■ **Written instruction A**
From the game theory post below, return everything from "So it's still" down to "to an equilibrium.".
■ **Written instruction B**
Answer these questions using the game theory post below:
(i) Who defined risk dominance and payoff dominance?
(ii) In the equation the writer describes, what does reward correspond to?
(iii) What was the writer looking for in the code?
■ **Written instruction C**
Decide whether each statement agrees with the game theory post below:
(i) Game theory in economics models individuals as if they are participating in a game.
(ii) In the writer's equation, risk taking corresponds to coin emission.
(iii) The writer sees low risk taking as leading to a search for consensus on mutual benefit.

■ **Text segment**
It just occured to me now how reward seeking is completely the base variable for game theory algorithm  Shocked

https://sites.google.com/a/nau.edu/game-theory/about/philosophy

In Economics, Game Theory models the behavior of individuals as if they are participating in a game. Much like any other game, they are playing to receive some sort of payoff or benefit. The goal of the game is to attain the highest reward for themselves by using any strategies available to them. Risk dominance and payoff dominance are two related refinements of the Nash Equilibrium solution concept in game theory defined by John Harsanyi and Reinhard Selten (Risk Dominance, 2013).

So it's still possibly someone familiar with game theory and mathematics. I was looking for links from mathematics jargon in the code.


Now I can completely see the equation with risk taking = computing a hash, reward = coin emission for the block miner, and how the thing is tied together with the proba/risk as work, and how low risk taking lead to seek for consensus on mutual benefice, and lead to an equilibrium.

■ **Raw data**
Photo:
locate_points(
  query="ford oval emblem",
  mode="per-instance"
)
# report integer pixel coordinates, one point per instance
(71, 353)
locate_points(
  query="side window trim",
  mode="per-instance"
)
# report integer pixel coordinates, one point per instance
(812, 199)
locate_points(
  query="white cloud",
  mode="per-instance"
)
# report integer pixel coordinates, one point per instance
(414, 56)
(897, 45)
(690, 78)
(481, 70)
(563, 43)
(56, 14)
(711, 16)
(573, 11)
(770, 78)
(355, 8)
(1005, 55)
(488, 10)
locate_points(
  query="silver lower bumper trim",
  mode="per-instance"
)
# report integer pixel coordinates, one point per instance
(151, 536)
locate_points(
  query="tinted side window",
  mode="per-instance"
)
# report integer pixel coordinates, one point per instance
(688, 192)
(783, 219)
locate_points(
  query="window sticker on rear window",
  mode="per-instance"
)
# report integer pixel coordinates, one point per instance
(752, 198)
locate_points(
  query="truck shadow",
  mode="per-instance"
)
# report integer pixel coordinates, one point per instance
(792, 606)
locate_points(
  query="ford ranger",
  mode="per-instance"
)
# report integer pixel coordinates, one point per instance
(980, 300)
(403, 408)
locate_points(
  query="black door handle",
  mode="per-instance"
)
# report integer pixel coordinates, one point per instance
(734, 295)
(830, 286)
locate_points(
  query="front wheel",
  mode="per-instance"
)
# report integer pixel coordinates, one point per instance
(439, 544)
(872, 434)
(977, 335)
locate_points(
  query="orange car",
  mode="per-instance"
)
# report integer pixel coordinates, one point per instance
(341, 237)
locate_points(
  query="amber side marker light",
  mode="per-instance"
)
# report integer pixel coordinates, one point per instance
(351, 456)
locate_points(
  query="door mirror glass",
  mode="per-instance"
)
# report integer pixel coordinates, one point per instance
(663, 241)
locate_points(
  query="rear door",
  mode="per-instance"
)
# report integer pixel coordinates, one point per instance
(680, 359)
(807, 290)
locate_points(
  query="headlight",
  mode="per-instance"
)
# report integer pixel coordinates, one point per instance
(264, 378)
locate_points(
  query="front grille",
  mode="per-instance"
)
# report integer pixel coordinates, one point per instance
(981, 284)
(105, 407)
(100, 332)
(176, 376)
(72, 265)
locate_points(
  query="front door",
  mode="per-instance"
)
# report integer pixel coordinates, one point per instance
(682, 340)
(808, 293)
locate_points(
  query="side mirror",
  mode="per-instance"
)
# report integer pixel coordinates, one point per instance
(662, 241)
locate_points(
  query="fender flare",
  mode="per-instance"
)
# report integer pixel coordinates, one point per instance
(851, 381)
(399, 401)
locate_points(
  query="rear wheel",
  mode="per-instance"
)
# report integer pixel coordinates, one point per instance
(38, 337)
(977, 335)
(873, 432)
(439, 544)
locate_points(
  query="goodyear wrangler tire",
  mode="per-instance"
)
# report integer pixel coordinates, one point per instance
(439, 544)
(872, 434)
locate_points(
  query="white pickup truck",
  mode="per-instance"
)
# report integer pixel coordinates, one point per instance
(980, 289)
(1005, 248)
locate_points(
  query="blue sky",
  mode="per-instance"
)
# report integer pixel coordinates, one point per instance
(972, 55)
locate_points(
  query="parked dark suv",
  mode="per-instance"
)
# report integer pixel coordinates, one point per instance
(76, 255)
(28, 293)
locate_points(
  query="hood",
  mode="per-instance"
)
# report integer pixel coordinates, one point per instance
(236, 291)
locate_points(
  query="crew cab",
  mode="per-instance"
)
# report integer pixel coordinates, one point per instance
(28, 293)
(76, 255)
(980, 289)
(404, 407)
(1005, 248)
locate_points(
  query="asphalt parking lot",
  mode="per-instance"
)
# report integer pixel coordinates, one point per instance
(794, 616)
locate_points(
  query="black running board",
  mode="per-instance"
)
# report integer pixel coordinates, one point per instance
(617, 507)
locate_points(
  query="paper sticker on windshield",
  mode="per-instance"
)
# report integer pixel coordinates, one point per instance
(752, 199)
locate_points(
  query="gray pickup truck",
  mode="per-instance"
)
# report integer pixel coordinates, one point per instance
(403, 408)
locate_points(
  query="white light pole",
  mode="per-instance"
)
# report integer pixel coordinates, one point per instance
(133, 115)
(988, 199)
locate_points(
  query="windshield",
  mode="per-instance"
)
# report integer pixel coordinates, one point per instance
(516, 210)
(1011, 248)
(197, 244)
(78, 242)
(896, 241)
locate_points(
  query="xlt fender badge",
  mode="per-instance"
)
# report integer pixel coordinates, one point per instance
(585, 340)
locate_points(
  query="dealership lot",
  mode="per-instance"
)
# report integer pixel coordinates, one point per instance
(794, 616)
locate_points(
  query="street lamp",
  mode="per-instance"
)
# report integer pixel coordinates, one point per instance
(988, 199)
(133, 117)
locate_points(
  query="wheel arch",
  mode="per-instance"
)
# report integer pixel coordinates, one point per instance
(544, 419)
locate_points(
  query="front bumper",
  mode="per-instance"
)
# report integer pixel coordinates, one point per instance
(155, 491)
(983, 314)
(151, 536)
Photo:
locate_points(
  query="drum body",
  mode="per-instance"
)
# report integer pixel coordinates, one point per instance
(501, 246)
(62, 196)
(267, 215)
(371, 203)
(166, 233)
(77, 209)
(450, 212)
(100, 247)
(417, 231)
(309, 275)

■ **Expected output A**
So it's still possibly someone familiar with game theory and mathematics. I was looking for links from mathematics jargon in the code.


Now I can completely see the equation with risk taking = computing a hash, reward = coin emission for the block miner, and how the thing is tied together with the proba/risk as work, and how low risk taking lead to seek for consensus on mutual benefice, and lead to an equilibrium.

■ **Expected output B**
(i) John Harsanyi and Reinhard Selten
(ii) Coin emission for the block miner
(iii) Links from mathematics jargon

■ **Expected output C**
(i) Yes: "In Economics, Game Theory models the behavior of individuals as if they are participating in a game."
(ii) No: "risk taking = computing a hash"
(iii) Yes: "how low risk taking lead to seek for consensus on mutual benefice"